Exercise » Locate each line in the records below that contains the word "sandy", and copy those lines.

Data for this task »
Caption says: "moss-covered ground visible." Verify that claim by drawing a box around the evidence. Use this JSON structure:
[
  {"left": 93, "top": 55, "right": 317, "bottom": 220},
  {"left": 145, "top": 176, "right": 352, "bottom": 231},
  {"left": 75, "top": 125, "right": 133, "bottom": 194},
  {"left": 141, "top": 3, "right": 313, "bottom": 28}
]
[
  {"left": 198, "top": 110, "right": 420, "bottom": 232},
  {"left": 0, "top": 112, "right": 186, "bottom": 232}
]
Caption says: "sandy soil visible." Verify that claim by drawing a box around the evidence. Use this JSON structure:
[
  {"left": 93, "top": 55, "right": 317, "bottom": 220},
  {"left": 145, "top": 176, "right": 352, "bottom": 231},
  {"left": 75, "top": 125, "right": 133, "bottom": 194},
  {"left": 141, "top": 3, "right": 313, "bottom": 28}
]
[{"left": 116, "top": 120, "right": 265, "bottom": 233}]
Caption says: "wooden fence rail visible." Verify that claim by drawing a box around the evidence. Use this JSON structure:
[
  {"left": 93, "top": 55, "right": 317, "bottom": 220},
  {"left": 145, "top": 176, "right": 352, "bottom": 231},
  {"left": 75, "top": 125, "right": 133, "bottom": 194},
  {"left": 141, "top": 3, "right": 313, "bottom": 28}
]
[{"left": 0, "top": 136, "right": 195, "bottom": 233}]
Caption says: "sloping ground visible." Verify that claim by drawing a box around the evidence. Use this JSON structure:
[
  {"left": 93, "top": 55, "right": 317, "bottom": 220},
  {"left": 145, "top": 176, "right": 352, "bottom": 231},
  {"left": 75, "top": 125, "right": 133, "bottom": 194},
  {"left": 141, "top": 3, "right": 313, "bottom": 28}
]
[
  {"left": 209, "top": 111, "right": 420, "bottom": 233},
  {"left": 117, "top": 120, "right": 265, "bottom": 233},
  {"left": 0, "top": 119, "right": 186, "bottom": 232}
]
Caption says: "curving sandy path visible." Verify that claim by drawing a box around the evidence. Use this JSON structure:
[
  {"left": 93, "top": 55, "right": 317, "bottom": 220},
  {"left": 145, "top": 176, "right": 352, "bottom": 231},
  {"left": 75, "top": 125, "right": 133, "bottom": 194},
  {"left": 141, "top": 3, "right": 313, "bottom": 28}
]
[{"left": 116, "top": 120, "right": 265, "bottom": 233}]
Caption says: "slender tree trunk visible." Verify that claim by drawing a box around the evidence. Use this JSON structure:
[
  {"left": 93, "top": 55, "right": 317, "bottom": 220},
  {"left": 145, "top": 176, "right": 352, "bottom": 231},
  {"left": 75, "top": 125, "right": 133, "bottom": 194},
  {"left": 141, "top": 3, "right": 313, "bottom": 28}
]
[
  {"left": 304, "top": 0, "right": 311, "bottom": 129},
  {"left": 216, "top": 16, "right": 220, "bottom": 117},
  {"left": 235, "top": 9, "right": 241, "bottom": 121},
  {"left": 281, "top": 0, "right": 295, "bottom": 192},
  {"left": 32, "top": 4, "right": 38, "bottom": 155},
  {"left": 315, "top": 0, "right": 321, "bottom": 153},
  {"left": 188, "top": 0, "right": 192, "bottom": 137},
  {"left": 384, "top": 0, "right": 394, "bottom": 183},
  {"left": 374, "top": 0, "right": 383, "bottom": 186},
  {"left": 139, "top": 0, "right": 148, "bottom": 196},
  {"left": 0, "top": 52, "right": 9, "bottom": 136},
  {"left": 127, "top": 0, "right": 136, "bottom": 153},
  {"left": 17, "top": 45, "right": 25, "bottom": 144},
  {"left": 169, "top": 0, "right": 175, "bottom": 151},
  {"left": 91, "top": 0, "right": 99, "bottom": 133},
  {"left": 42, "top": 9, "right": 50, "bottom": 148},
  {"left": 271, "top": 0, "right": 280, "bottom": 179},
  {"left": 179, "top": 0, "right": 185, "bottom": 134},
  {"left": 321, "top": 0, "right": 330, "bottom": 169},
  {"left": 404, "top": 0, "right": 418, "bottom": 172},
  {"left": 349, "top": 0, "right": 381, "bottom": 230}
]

Response »
Caption says: "sandy soil visible." Verify that claim by drawing a box around the evidence. Use this JSON structure:
Caption says: "curving sandy path visible." Verify that claim by drawing a box around the evidence. Use this JSON structure:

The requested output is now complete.